That is, the challenge is to prove that for ANY obedient number a, there is SOME other obedient number b such that ab is also an obedient number. The conjecture (which is true and easy to prove) is that this can be refined by taking b as the next consecutive obedient number; that is,

\(\displaystyle \text {GIVEN }a = x(x + 1) \text {, where } x \in \mathbb Z, \text { and } b = (x + 1)(x + 2) \text{, THEN } \exists\ z \in \mathbb Z \text{,}\)
\(\displaystyle \text {such that } ab = z(z + 1).\)

Thank you very much Dr. Peterson!
And z always is x(x+1) + x so that ab = (x (x+1) +x) * ((x (x+1) +x)+1)

Is that correct? And is this a proof?

I recognized this, looking at my big block of numbers which is showing:
x(x+1)=a than y(y+1)=b than product of ab=z(z+1)

Could than the answer to this not really clear question be:
Each obedient number has at least one other obedient number with which it will when multiplied produce a third obedient number. This is infinite.
 
I too am unsure I understand the problem, particularly given the forum it is posted in. If this is a problem given to students who do not know algebra, the answer will not make sense to the student. It does not seem to be a problem in arithmetic. (In the 19th century, number theory was called Higher Arithmetic.)

In any case, if the problem is to show that the product of two obedient numbers is an obedient number, where an obedient number is the product of an integer and its successor, then there are obviously an infinite number of obedient numbers.

Is this the problem:

\(\displaystyle \text {GIVEN }a = x(x + 1) = x^2 + x \text {, and } b = y^2 + y \text {, where } x,\ y \in \mathbb Z \text {, PROVE}\)

\(\displaystyle \exists\ z \in \mathbb Z \text {, such that } z(z + 1) = c = ab.\)

EDIT: Obviously 2 is an obedient number because 1 * (1 + 1) = 2. However, 2 * 2 is not an obedient number so the proposition given above is false. However, 2 and 6 are obedient numbers, and their product is an obedient number so clearly some products of obedient numbers are obedient. This takes us right back to what in Heaven's name is the statement of the problem?

(Dataset excerpts on pointing at objects)
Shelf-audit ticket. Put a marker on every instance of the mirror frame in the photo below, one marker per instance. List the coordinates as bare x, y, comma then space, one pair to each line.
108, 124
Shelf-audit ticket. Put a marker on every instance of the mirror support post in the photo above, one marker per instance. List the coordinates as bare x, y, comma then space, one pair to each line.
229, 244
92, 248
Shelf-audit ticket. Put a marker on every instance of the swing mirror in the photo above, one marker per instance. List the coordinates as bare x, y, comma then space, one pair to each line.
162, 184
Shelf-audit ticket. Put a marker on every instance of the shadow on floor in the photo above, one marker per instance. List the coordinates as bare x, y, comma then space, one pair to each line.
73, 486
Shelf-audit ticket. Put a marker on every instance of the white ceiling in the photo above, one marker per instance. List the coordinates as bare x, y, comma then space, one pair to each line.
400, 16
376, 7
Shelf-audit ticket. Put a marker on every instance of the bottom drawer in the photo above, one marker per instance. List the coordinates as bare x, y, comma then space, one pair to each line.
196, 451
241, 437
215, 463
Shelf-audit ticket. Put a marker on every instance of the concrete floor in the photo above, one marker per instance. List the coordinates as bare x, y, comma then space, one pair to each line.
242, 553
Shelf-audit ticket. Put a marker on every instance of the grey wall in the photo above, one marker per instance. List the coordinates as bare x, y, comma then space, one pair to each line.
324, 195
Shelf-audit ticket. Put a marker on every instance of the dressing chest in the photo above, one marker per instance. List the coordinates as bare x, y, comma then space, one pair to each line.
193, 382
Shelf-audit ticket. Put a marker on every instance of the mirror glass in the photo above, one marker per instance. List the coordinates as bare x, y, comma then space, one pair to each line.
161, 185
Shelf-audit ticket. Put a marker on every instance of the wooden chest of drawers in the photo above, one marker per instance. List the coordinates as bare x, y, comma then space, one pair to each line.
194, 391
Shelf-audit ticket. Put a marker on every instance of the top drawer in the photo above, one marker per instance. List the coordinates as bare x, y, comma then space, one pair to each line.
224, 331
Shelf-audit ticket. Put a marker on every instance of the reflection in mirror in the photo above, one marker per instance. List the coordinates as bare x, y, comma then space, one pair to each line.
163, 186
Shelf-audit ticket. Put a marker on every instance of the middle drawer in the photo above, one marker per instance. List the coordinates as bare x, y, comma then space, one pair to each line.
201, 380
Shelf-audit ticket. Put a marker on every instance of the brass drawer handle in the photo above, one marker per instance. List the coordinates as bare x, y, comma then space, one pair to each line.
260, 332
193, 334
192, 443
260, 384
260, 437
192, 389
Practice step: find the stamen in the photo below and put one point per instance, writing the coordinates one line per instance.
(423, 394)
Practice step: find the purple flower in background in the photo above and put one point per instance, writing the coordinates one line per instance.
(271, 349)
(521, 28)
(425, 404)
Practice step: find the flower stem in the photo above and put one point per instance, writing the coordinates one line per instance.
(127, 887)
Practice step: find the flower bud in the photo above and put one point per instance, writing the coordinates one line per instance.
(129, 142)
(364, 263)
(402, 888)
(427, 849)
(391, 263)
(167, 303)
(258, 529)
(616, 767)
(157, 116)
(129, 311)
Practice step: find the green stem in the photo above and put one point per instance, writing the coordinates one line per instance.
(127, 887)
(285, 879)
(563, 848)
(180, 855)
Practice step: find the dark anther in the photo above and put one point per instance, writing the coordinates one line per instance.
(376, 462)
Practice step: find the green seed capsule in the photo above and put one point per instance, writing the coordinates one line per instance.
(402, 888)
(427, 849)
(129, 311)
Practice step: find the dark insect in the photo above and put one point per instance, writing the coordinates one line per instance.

Exercises |
1: Revise the obedient-number thread starting at "And z always" and ending at "This is infinite.", swapping "big block of numbers" for "large grid of numbers".
2: Carry on the forum thread about obedient numbers from the point where it stops.

Responses for each task |
1:
And z always is x(x+1) + x so that ab = (x (x+1) +x) * ((x (x+1) +x)+1)

Is that correct? And is this a proof?

I recognized this, looking at my large grid of numbers which is showing:
x(x+1)=a than y(y+1)=b than product of ab=z(z+1)

Could than the answer to this not really clear question be:
Each obedient number has at least one other obedient number with which it will when multiplied produce a third obedient number. This is infinite.

2:
Thank you JeffM! I didn't recognize 2*2 (?) I continued, pleas look at my answer to Dr.P. Thank you, Sincerly,E.
 
Thank you very much Dr. Peterson!
And z always is x(x+1) + x so that ab = (x (x+1) +x) * ((x (x+1) +x)+1)

Is that correct? And is this a proof?

I recognized this, looking at my big block of numbers which is showing:
x(x+1)=a than y(y+1)=b than product of ab=z(z+1)

Could than the answer to this not really clear question be:
Each obedient number has at least one other obedient number with which it will when multiplied produce a third obedient number. This is infinite.

First, what I did was to restate what I think the problem was, and what your claim was. Are you confirming this?

What you have written is not really a proof of your claim, just a new claim apparently based on a few examples, which as you know does not constitute a proof. Can you convince me that it is true?

The simple proof I had in mind was just to take ab = [x(x+1)][(x+1)(x+2)] and rewrite it in an appropriate form. If your claim is valid, then you should be able to rearrange it as [x(x+1)+x][(x(x+1)+x)+1]; but my way of doing it is simpler. I was helped by knowledge of a pattern involving groups of consecutive numbers, namely that, for example, 2*4 = (3-1)(3+1) = 3^2 - 1. This is easily proved by algebra, and is in fact equivalent to what you need to prove here.

Your final statement here, "This is infinite", is probably not what you mean; no number can be infinite. Do you mean to say that there are infinitely many such numbers? That adds nothing to the problem, as it is already implied by the claim that it is true for ALL obedient numbers (of which there are infinitely many). I think all you are doing in your last paragraph is restating the problem, not giving an answer.
 
Thank you JeffM! I didn't recognize 2*2 (?) I continued, pleas look at my answer to Dr.P. Thank you, Sincerly,E.

Note that JeffM's interpretation of the problem was that ANY product of two obedient numbers is obedient, and his example was a counterexample for that claim. It is not relevant to your actual problem, if I understand it correctly.
 
I am guessing that you are not a native speaker of English and that you perhaps are not conversant with some aspects of mathematical notation that facilitate talking across different languages.

\(\displaystyle a \in \mathbb Z \text { and } b = a(a + 1) \iff b \text { is an obedient number.}\)

It is provable that the number of obedient numbers is infinite.

Dr. Peterson seems to have deciphered your problem. Yes, given any obedient number p, there is at least one other obedient number q such that pq is an obedient number. And he has given you the basis of a proof.

\(\displaystyle p \text { is an obedient number} \implies \exists \ x \in \mathbb Z \text { such that } x(x + 1) = p.\)

\(\displaystyle \text {Let } y = x + 1 \implies x = y - 1 \implies p =(y - 1)y.\)

\(\displaystyle \text {Let } q = y(y + 1) \implies q \text { is an obedient number.}\)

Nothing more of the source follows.